TEXT ▸
----
Modern church history offers no more dramatic upsurge of evangelical forces than the phenomenal growth of the Protestant community in Latin America. Already it has passed the ten million mark, with 90 per cent of this growth within the last thirty-five years.

This is the picture gleaned from three recent publications dealing with the subject: C. W. Taylor and W. T. Coggins, Protestant Missions in Latin America, A Statistical Survey, Evangelical Foreign Missions Association, Washington, 1961 (see “Books in Review”); H. W. Coxill and K. Grubb, World Christian Handbook, 1962 Edition, World Dominion Press, London, 1962; and W. S. Rycroft and M. M. Clemmer, A Statistical Study of Latin America, Office of Research of the Commission on Ecumenical Mission and Relations of the United Presbyterian Church, U. S. A., New York, 1961.
----
GIVEN ENTRIES ▸
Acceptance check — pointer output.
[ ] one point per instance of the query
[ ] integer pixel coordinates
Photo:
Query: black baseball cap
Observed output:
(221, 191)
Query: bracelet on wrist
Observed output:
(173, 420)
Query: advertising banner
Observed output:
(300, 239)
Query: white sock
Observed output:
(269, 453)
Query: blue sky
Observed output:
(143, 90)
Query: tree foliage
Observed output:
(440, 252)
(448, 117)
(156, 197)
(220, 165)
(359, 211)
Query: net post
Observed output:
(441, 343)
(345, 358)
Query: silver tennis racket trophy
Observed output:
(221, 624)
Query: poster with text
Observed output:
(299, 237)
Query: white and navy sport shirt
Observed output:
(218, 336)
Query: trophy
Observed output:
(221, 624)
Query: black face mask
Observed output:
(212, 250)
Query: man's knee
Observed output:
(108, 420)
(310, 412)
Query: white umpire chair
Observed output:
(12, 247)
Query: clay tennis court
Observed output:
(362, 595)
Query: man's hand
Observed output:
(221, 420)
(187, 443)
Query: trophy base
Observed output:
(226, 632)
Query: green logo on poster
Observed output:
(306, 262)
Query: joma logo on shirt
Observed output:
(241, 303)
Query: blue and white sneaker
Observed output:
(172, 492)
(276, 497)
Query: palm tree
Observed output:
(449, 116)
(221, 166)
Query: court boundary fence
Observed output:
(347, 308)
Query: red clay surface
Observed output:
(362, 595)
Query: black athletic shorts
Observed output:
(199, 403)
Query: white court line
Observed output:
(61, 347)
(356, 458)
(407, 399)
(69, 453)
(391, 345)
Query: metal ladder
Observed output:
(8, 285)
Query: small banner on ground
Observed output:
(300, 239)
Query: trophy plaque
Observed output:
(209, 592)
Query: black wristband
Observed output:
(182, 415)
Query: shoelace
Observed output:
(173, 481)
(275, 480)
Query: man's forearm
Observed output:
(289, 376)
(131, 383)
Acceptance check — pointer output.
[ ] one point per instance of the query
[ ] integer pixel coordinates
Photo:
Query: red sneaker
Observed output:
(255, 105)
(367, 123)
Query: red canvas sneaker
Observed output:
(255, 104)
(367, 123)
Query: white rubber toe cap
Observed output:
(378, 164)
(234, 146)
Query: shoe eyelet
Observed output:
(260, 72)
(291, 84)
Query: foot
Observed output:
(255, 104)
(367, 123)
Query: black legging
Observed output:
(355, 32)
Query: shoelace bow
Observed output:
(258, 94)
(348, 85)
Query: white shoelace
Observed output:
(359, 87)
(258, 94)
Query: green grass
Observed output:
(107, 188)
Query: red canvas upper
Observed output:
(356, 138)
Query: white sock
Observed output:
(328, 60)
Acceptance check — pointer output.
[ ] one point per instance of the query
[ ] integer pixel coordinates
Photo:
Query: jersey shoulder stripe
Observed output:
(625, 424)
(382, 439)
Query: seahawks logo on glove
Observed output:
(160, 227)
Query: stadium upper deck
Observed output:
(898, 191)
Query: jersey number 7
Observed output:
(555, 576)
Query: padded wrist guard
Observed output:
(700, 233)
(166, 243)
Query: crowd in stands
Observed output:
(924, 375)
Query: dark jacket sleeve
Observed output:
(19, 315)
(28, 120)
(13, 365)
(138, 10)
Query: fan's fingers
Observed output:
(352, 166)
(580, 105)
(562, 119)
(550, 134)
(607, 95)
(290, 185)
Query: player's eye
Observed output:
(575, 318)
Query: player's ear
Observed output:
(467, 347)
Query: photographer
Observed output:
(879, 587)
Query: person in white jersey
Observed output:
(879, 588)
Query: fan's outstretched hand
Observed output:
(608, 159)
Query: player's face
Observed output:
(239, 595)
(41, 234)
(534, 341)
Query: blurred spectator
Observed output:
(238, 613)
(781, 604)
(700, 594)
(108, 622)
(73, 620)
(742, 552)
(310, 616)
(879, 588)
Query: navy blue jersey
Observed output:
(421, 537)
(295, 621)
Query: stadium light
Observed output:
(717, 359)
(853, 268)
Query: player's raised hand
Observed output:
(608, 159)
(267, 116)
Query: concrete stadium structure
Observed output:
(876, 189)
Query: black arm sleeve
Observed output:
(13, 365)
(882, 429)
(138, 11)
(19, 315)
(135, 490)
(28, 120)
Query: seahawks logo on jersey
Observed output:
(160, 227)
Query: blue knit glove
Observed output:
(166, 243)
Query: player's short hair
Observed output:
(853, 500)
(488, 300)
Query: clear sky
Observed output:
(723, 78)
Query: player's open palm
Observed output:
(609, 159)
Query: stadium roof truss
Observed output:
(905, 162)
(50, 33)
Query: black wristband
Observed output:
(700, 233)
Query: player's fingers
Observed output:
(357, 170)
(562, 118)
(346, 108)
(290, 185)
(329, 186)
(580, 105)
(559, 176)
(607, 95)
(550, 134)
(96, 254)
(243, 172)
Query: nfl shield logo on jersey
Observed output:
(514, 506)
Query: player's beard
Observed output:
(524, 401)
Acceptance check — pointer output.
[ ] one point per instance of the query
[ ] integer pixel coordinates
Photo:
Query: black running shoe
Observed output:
----
TASK REQUIREMENTS ▸
**1)** From the passage on Protestant growth in Latin America, write out the part that opens with the words "Modern church history" and closes with "last thirty-five years.".
**2)** For each statement, answer yes or no according to the passage on Protestant growth in Latin America, and quote the words that decide it. (a) The Protestant community in Latin America has passed ten million. (b) Most of that growth took place more than thirty-five years ago. (c) The World Christian Handbook was published in Washington.
**3)** Carry on the passage on Protestant growth in Latin America from the point where it stops.

EXPECTED RESPONSES ▸
**1)**
Modern church history offers no more dramatic upsurge of evangelical forces than the phenomenal growth of the Protestant community in Latin America. Already it has passed the ten million mark, with 90 per cent of this growth within the last thirty-five years.

**2)**
(a) Yes: "Already it has passed the ten million mark"
(b) No: "with 90 per cent of this growth within the last thirty-five years"
(c) No: "World Dominion Press, London, 1962"

**3)**
At far as we know, in 1800 there was not a single Protestant or evangelical—the two terms are used almost synonymously—in the lands south of the Rio Grande. This part of the world had been colonized by nations, particularly Spain, which were the worst enemies of the Protestant Reformation. King Philip II of Spain in 1569 established the “Holy Inquisition” to crush and to keep out “heresy.” His morbid fear and hatred of Protestantism provoked him to extend this hideous and blighting institution into the New World in a network of tribunals and subsidiary courts.

During the first decades of the nineteenth century the colonials threw off the Spanish-Portuguese political yoke, thereby removing the main obstacle for the entrance of non-Roman Christianity. Protestants were painfully slow in taking advantage of the new situation, however. At first only the Bible societies seemed to sense the need; they ...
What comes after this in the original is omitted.